* START *
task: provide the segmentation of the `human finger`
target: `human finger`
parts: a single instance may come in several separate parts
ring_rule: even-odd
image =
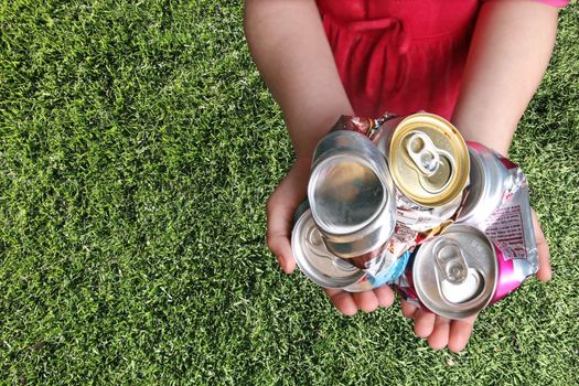
[[[547,244],[547,239],[545,238],[545,234],[540,228],[535,211],[532,212],[532,216],[533,228],[535,229],[535,240],[537,243],[537,253],[539,258],[539,269],[537,271],[537,278],[540,281],[549,281],[553,277],[549,258],[549,246]]]
[[[420,337],[428,337],[435,328],[436,315],[432,312],[417,310],[414,318],[415,334]]]
[[[428,336],[428,344],[432,350],[442,350],[449,343],[450,319],[437,315],[432,333]]]
[[[472,328],[475,320],[476,315],[465,319],[455,319],[450,323],[448,343],[450,351],[458,353],[467,346],[467,343],[469,343],[469,339],[471,337]]]
[[[352,297],[357,308],[364,312],[372,312],[378,308],[378,298],[374,291],[354,292]]]
[[[394,292],[390,287],[382,286],[374,289],[379,307],[390,307],[394,303]]]
[[[410,303],[409,301],[401,300],[400,301],[400,310],[403,311],[404,318],[410,319],[415,315],[418,308]]]
[[[337,311],[344,315],[352,317],[357,312],[357,305],[352,293],[332,288],[324,288],[323,291],[328,294]]]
* END *
◆ WHAT YOU WILL DO ◆
Format every line of the entries above as a Markdown table with columns "No." and "Line", numbering the rows, skipping blank lines, and omitting the pictures.

◆ ANSWER ◆
| No. | Line |
|---|---|
| 1 | task: provide the segmentation of the `human finger` |
| 2 | target: `human finger` |
| 3 | parts: a single instance may come in several separate parts |
| 4 | ring_rule: even-odd |
| 5 | image = |
| 6 | [[[547,244],[547,239],[545,238],[545,234],[540,228],[535,211],[532,212],[532,216],[533,228],[535,229],[535,240],[537,243],[537,253],[539,258],[539,269],[537,271],[537,278],[540,281],[549,281],[553,277],[549,258],[549,246]]] |
| 7 | [[[420,337],[428,337],[435,328],[436,315],[432,312],[417,310],[414,318],[415,334]]] |
| 8 | [[[428,336],[428,344],[432,350],[442,350],[449,343],[450,319],[437,315],[432,333]]] |
| 9 | [[[472,328],[475,320],[476,315],[465,319],[455,319],[450,323],[448,343],[450,351],[458,353],[467,346],[467,343],[469,343],[469,339],[471,337]]] |
| 10 | [[[352,297],[357,308],[364,312],[372,312],[378,308],[378,298],[374,291],[354,292]]] |
| 11 | [[[394,292],[390,287],[382,286],[374,289],[379,307],[390,307],[394,303]]] |
| 12 | [[[410,303],[409,301],[401,300],[400,301],[400,310],[403,311],[404,318],[410,319],[415,315],[418,308]]] |
| 13 | [[[337,311],[344,315],[352,317],[357,312],[357,305],[352,293],[332,288],[324,288],[323,291],[328,294]]] |